§ **Problem statement**: What is needed is an exact copy of the records, with the images left out.

§ **Records supplied**:
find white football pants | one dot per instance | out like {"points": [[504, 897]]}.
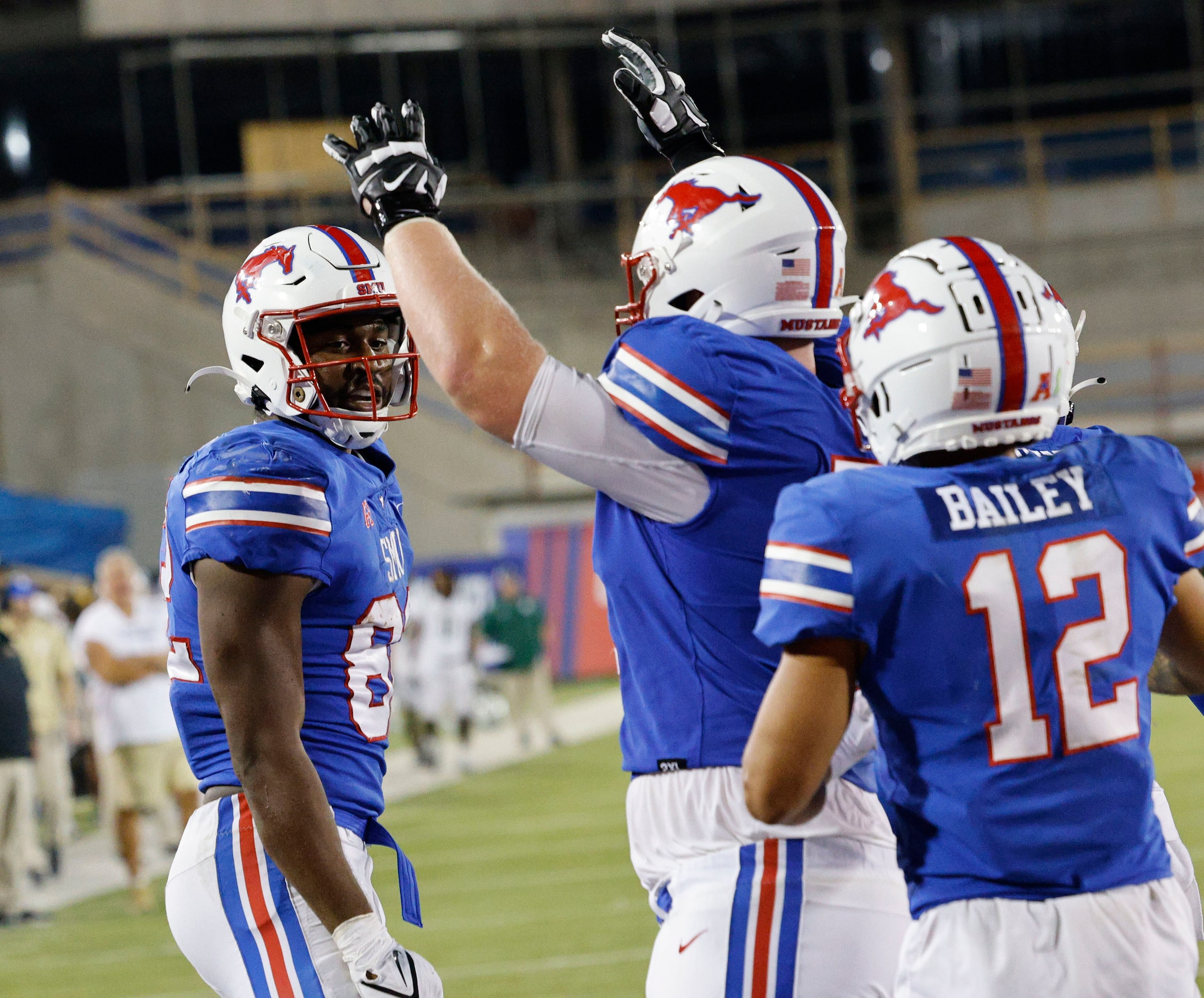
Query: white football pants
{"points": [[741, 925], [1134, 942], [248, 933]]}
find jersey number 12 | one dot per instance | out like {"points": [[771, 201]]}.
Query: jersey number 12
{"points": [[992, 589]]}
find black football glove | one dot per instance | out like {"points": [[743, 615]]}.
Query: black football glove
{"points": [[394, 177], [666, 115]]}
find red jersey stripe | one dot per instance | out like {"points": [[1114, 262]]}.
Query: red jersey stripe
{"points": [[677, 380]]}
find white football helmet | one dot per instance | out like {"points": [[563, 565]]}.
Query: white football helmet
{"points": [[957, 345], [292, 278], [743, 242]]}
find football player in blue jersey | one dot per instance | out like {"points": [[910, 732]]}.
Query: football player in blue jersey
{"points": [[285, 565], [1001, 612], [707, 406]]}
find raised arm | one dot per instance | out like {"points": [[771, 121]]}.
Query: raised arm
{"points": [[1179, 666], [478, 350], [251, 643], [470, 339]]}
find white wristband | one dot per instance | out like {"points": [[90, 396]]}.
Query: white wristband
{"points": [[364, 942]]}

§ **Task solution**:
find white football pants | one dot per instance | out like {"points": [[504, 897]]}.
Query: white football pants
{"points": [[741, 925], [1134, 942], [248, 933]]}
find jersey number 12 | one dot per instance | out like {"points": [[771, 201]]}.
Query: jersey number 12
{"points": [[992, 589]]}
find black football glove | one dot per instance | out like {"points": [[743, 615]]}.
Query: black football glove
{"points": [[394, 177], [666, 115]]}
find red jersey stripe | one dot per instance | out like {"points": [[1114, 262]]}.
Query: red jersey stripe
{"points": [[677, 380]]}
find white football helmet | one dot per instance | out like {"points": [[563, 565]]}.
Query: white football helmet
{"points": [[957, 345], [292, 278], [743, 242]]}
find football player in blue jersey | one dot per instance | out like {"points": [[910, 732]]}.
Query: football player in blue jersey
{"points": [[285, 565], [1001, 612], [707, 406]]}
find raised arm | one dot per instance | out like {"points": [[771, 121]]}.
Query: raised arm
{"points": [[1179, 666], [478, 350], [251, 643], [470, 339]]}
find white wristband | one dot per instance | out like {"points": [[90, 396]]}.
Query: white wristband
{"points": [[364, 942]]}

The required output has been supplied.